Source text
-*-

First off, Phillippe and Jorge are COLUMNISTS. We all know they lean to the left. We all know the Phoenix runs somewhat to the left of the ProJo. It’s nothing to get one’s knickers twisted about.
And oh, by the way, they skewer bipartisan – re: Captain Blowhard, Milkshake Matty, the Prince of Darkness…just a sampling of Democrats they’ve savaged.
Second, from some observations of talk show universe this week, it seems like there’s been a conservative backlash against Jerry Ford. He was quite conservative on fiscal and foreign policy issues, yes (and he gave a damn about the federal deficit, which Dubya obviously doesn’t). But he also believed in keeping government off our backs AND out of our bedrooms. It was the conservatives who succeeded Ford who ignored the latter.

17 years ago

I don’t understand why this site gives that oversized porn and pot advertisement this much ink.

Marc Comtois
17 years ago

Simple, Greg, it’s a conspiracy. (wink)
Seriously, though, the Phoenix, specifically Ian Donnis, has shown a willingness to take the opinions expressed hereabouts as both serious and sincere.
Though we may disagree over various public policy issues, the Phoenix, (vice, say the ProJo) is willing to actually engage in a dialogue. I’d rather debate someone whom I know may actually participate in a discussion than have a one-way discussion with the wall of silence that is the ProJo (at least when it comes to bloggers) all the time.
Besides, such dialogue, though you may deem it worthless, is actually important in honing one’s arguments. Sometimes, minds can even be changed.

-*-

Given information
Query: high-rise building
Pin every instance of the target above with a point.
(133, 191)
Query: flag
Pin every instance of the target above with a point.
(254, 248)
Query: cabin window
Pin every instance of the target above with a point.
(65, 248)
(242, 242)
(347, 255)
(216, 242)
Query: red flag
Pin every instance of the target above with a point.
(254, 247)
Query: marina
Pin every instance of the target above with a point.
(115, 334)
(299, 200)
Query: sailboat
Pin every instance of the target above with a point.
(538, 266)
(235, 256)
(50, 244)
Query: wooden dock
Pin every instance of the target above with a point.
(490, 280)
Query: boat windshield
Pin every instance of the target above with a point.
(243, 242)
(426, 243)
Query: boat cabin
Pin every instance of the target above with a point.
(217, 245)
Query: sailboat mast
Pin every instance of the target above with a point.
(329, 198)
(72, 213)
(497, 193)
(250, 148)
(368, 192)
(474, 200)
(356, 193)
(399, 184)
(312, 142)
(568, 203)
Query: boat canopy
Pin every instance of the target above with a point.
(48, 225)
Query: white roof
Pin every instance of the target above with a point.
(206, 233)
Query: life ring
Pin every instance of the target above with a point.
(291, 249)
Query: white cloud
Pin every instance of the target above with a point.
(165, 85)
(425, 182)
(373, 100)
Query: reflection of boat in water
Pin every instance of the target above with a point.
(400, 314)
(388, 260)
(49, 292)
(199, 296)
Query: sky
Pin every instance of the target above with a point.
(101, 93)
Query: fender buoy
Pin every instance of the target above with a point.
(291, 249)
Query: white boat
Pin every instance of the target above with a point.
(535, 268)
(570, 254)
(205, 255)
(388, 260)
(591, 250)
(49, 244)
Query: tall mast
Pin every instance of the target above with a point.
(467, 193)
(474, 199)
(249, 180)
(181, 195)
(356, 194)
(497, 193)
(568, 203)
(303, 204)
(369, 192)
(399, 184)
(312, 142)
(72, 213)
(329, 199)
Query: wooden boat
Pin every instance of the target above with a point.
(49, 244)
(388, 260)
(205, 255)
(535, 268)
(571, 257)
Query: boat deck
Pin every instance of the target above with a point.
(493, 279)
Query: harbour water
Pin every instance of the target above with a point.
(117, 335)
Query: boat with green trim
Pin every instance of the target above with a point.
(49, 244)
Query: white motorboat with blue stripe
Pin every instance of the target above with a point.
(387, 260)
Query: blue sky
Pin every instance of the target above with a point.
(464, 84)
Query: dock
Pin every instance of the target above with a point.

-*-

Problem details
Please return the comment thread about the Phoenix from "Though we may" up to and including "all the time.". Rely on nothing but the comment thread about the Phoenix.

Expected answer
Though we may disagree over various public policy issues, the Phoenix, (vice, say the ProJo) is willing to actually engage in a dialogue. I’d rather debate someone whom I know may actually participate in a discussion than have a one-way discussion with the wall of silence that is the ProJo (at least when it comes to bloggers) all the time.